List each line of the listing below that contains the string "white".

SUPPLIED MATERIAL:
● ● ●
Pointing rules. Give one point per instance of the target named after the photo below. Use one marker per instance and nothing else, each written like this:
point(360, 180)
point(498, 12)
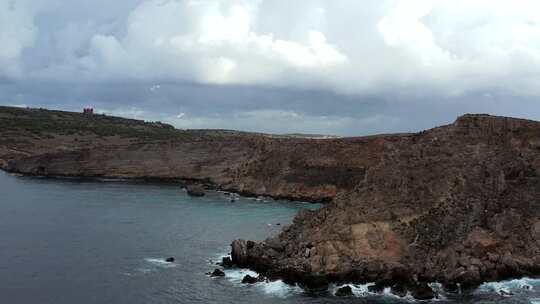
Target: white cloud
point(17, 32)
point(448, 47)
● ● ●
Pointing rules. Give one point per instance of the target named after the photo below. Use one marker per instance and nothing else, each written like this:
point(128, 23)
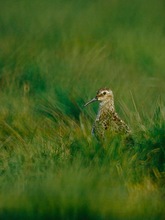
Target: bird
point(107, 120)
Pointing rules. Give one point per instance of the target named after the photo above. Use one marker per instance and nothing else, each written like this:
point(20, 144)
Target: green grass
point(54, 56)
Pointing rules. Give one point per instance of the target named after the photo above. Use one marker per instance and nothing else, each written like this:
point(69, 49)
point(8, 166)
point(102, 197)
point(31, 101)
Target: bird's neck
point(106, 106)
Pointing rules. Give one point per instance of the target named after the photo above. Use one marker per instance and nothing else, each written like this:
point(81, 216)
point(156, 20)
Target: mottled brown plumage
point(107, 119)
● ● ●
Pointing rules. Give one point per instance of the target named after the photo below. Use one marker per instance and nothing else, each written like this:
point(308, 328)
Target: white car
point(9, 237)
● ● ●
CORRECT ANSWER:
Target: white cloud
Target: white car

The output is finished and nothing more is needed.